■ Work request ■
Using the records below, write out the line with "the wooden beam" and each line after it through the final one, exactly, and only those.

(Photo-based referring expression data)
• • • • •
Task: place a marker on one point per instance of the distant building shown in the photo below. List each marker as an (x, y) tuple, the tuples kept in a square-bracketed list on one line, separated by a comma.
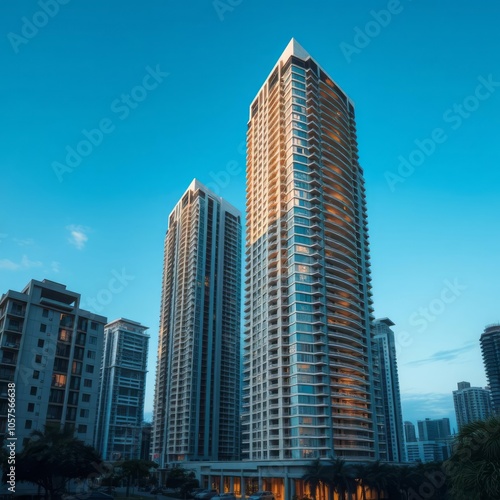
[(51, 349), (388, 368), (471, 404), (434, 429), (123, 386), (490, 348), (410, 433)]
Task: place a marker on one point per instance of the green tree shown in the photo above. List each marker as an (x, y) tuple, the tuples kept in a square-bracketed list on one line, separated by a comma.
[(182, 479), (314, 476), (52, 458), (136, 469), (474, 467), (373, 476)]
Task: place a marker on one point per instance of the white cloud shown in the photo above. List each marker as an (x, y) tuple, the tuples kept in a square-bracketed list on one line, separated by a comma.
[(25, 263), (24, 242), (78, 235)]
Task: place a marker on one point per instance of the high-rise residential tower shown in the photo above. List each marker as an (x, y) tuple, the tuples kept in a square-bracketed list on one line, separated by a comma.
[(389, 383), (51, 349), (196, 413), (122, 389), (308, 381), (490, 348), (410, 434), (471, 404)]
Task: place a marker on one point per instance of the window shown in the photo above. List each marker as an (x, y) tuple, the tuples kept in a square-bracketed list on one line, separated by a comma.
[(81, 338), (58, 380), (64, 335)]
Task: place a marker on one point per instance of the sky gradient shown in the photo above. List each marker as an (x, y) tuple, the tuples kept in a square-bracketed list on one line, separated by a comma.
[(110, 109)]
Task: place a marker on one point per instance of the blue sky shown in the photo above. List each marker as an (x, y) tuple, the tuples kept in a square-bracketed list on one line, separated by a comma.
[(154, 93)]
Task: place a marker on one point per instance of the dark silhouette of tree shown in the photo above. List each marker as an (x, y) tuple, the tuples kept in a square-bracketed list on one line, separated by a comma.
[(373, 476), (52, 458), (136, 469), (474, 467)]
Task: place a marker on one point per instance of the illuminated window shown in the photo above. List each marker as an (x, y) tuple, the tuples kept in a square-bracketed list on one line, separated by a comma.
[(58, 380)]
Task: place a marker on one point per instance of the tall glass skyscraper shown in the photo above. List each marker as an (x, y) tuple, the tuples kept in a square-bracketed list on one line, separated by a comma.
[(308, 370), (196, 412), (392, 414), (490, 349), (471, 404), (122, 389)]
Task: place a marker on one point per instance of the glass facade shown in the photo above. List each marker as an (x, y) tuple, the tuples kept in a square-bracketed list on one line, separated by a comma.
[(307, 389)]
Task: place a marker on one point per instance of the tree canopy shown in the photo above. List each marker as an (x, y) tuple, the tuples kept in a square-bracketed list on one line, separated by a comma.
[(52, 458)]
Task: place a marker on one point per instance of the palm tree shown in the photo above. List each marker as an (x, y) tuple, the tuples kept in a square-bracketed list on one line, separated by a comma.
[(314, 476), (473, 468)]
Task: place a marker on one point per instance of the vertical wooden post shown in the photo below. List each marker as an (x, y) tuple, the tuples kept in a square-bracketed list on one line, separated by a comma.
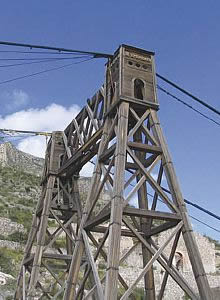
[(145, 226), (111, 288)]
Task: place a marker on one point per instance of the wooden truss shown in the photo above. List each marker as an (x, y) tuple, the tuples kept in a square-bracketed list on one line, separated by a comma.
[(131, 159)]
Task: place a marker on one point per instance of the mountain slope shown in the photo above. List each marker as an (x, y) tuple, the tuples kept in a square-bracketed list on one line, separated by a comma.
[(10, 156)]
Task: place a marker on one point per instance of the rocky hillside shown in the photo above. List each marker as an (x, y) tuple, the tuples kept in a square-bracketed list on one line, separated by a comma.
[(19, 192), (12, 157)]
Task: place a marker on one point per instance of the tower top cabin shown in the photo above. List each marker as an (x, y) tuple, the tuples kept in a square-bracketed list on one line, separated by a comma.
[(130, 76)]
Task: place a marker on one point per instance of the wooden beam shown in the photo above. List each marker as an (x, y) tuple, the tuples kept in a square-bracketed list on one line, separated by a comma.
[(145, 148)]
• • • • •
■ Exercise output ■
Task: place a marker on one point per instance of the wooden beam shown in the photo above. List each marker as an (x, y) tuple, the tuples kept in a square-bracketed list on one line, separated by a comma.
[(145, 148)]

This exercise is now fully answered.